(Records drawn from a dataset)
◆ ◆ ◆ ◆ ◆

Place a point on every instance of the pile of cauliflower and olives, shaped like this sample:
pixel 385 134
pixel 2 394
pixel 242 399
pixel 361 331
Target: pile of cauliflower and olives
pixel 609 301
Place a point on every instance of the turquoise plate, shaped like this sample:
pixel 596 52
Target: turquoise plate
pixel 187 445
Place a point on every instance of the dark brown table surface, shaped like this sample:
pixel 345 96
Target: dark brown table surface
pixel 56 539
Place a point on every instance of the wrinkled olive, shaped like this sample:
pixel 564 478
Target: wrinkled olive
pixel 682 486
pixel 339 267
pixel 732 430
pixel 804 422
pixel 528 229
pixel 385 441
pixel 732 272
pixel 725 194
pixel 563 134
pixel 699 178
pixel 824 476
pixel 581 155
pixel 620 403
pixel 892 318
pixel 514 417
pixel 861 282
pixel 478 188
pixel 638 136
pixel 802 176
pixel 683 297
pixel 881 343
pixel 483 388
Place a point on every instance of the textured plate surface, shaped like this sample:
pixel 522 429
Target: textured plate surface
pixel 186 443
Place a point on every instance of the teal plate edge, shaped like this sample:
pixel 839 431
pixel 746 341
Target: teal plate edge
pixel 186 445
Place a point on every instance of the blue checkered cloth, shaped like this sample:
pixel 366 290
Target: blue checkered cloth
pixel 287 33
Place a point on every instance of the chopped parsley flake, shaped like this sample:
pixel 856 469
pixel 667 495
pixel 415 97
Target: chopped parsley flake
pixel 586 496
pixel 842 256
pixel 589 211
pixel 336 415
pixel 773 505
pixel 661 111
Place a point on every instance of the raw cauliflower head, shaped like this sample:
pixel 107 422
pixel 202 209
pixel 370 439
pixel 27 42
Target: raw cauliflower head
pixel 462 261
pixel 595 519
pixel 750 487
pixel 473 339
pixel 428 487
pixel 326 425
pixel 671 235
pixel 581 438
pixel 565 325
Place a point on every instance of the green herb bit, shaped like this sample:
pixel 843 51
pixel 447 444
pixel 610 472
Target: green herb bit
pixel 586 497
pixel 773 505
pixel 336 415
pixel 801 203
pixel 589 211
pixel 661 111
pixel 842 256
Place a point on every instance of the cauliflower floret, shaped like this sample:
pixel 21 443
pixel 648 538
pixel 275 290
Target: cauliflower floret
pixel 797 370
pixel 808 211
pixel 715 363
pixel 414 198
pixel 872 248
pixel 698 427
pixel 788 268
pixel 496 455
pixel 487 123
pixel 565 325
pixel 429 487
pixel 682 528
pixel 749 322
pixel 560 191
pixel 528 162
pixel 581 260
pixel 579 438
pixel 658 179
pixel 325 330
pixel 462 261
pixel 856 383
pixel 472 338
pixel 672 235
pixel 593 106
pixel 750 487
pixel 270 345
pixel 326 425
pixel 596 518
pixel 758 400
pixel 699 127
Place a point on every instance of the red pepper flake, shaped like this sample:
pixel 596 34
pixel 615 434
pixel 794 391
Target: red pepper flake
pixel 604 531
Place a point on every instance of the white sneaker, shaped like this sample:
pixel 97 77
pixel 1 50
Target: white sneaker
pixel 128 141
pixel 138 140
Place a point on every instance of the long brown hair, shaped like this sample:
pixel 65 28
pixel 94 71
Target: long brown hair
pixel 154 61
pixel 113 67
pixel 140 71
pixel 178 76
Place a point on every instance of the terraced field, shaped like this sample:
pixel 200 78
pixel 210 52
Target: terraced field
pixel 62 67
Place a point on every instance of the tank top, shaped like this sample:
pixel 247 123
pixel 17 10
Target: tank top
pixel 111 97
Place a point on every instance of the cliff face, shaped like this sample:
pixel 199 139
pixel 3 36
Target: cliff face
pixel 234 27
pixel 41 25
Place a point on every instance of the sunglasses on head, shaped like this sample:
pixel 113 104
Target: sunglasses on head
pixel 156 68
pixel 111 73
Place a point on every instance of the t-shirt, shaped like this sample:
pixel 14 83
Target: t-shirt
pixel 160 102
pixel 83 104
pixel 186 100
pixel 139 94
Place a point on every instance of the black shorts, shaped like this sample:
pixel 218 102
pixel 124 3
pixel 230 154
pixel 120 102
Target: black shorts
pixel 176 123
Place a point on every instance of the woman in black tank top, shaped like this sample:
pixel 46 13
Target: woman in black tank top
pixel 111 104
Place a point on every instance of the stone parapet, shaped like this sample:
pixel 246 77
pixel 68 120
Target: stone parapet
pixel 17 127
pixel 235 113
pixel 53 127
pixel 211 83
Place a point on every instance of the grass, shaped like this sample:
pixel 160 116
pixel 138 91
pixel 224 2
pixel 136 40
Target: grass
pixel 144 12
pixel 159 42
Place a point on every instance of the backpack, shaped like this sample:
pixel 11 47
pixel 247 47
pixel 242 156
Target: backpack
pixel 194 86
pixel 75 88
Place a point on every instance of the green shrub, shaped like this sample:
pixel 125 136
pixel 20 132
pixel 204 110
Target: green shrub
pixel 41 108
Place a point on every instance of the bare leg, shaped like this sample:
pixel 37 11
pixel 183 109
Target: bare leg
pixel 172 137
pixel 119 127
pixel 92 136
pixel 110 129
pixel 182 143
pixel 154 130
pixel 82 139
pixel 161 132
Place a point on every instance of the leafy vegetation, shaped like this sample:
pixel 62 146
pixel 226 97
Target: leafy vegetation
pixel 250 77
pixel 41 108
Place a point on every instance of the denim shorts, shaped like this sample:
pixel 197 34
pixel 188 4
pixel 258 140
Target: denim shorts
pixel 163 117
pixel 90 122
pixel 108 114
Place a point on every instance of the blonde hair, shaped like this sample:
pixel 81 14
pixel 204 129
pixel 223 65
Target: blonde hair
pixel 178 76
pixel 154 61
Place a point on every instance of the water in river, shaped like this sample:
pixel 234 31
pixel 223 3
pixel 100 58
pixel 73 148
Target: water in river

◆ ◆ ◆ ◆ ◆

** Task description **
Reproduce exactly the lines above from the line with "pixel 17 10" to the line with "pixel 120 102", including both, and add nothing.

** Finished exercise **
pixel 17 10
Target: tank top
pixel 111 97
Place a point on every instance of the cliff face, shaped like this sample:
pixel 199 139
pixel 3 36
Target: cliff face
pixel 234 27
pixel 41 25
Place a point on every instance of the sunglasses on head, shaped like this sample:
pixel 113 104
Target: sunglasses on head
pixel 156 68
pixel 111 73
Place a point on every instance of the t-shirt, shaped like this sample:
pixel 14 83
Target: t-shirt
pixel 160 102
pixel 83 104
pixel 186 100
pixel 139 94
Place a point on every instance of the black shorts, shaped like this sample:
pixel 218 102
pixel 124 3
pixel 230 154
pixel 120 102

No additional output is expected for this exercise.